Excerpt provided:
-- START --

Updated 7:15 am, Tuesday, May 13, 2014


City park and recreation departments exist to promote recreational activity, foster community spirit and perform the routine maintenance that allows people to enjoy the great outdoor facilities their tax dollars pay for.

That said, too often the Oakland Parks and Recreation Department turns out to be the biggest obstacle to those goals.

The latest fiasco, reported by my Chronicle colleagues Phillip Matier and Andrew Ross, is about how the city lost a $150,000 Little League grant from the Oakland A’s to refurbish a baseball field at Bushrod Park in North Oakland.

In a nutshell, city officials said that they don’t have the resources to maintain the field properly and that its labor rules prohibit community members from doing the work. If that weren’t enough, the city’s park department proposed using the grant to reconfigure the field at Bushrod Park with high school dimensions.

It’s the third time the Athletics have donated money for baseball facilities and local officials have simply screwed things up.

Strike One: In 2008, the team donated $40,000 to the renovation of the baseball field at Ernie Raimondi Park in West Oakland. A beautiful regulation baseball field was laid out – and promptly forgotten. It has not been maintained and is no longer usable.

Strike Two: In March, years after the A’s donated their groundskeeper expertise and financial support to the volunteers who built Rickey Henderson Field for use by theOakland Technical High School baseball team, Oakland school officials said they would cut up the field to make room for an artificial turf soccer field.

Strike Three: The current fiasco at Bushrod Park.

It’s no wonder the team withdrew its grant and instead offered the donation to the city of Richmond, which apparently doesn’t follow Oakland’s laborious process. They accepted the money, planned on using it immediately, and have scheduled a ballgame and celebration at Martin Luther King Jr. Park at the end of this month.


Lure of Richmond

Perhaps the A’s should be looking at Richmond as a place for a new ballpark. It’s a city with a redeveloped waterfront – and a possible corporate sponsor: Chevron Field. I kind of like that.

Unfortunately, Oakland’s shortcomings don’t end with the parks department’s handling of gifts and baseball fields.

Less than two weeks ago, the operators of the city-owned Feather River Camp near Quincy (Plumas County) noted that they’d run the camp for the past decade without a contract with city officials.

-- END --

Given instruction A: Return, word for word, the part of the column about Oakland's parks department that opens with the words containing "It’s the third" and closes with "artificial turf soccer field.".
The column about Oakland's parks department has no connection to the records that come next.

Excerpted data:

-- START --

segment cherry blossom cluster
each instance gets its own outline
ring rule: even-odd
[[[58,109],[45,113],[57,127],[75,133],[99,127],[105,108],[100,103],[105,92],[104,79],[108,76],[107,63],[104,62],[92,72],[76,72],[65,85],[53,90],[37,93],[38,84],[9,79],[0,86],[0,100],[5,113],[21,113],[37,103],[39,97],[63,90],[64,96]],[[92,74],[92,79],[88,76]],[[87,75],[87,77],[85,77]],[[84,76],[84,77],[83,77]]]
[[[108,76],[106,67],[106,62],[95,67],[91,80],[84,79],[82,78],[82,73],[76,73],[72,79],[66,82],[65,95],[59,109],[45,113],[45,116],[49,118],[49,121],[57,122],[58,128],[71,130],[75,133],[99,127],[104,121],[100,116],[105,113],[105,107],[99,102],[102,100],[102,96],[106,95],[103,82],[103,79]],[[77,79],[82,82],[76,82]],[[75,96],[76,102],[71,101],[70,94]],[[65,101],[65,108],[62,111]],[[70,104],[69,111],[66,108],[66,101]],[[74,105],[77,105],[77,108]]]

-- END --

Given instruction B: Rewrite the lines of the records, renaming "cherry blossom cluster" as "flower cluster" and leaving everything else unchanged.

Complete output A:
It’s the third time the Athletics have donated money for baseball facilities and local officials have simply screwed things up.

Strike One: In 2008, the team donated $40,000 to the renovation of the baseball field at Ernie Raimondi Park in West Oakland. A beautiful regulation baseball field was laid out – and promptly forgotten. It has not been maintained and is no longer usable.

Strike Two: In March, years after the A’s donated their groundskeeper expertise and financial support to the volunteers who built Rickey Henderson Field for use by theOakland Technical High School baseball team, Oakland school officials said they would cut up the field to make room for an artificial turf soccer field.

Complete output B:
segment flower cluster
each instance gets its own outline
ring rule: even-odd
[[[58,109],[45,113],[57,127],[75,133],[99,127],[105,108],[100,103],[105,92],[104,79],[108,76],[107,63],[104,62],[92,72],[76,72],[65,85],[53,90],[37,93],[38,84],[9,79],[0,86],[0,100],[5,113],[21,113],[37,103],[39,97],[63,90],[64,96]],[[92,74],[92,79],[88,76]],[[87,75],[87,77],[85,77]],[[84,76],[84,77],[83,77]]]
[[[108,76],[106,67],[106,62],[95,67],[91,80],[84,79],[82,78],[82,73],[76,73],[72,79],[66,82],[65,95],[59,109],[45,113],[45,116],[49,118],[49,121],[57,122],[58,128],[71,130],[75,133],[99,127],[104,121],[100,116],[105,113],[105,107],[99,102],[102,100],[102,96],[106,95],[103,82],[103,79]],[[77,79],[82,82],[76,82]],[[75,96],[76,102],[71,101],[70,94]],[[65,101],[65,108],[62,111]],[[70,104],[69,111],[66,108],[66,101]],[[74,105],[77,105],[77,108]]]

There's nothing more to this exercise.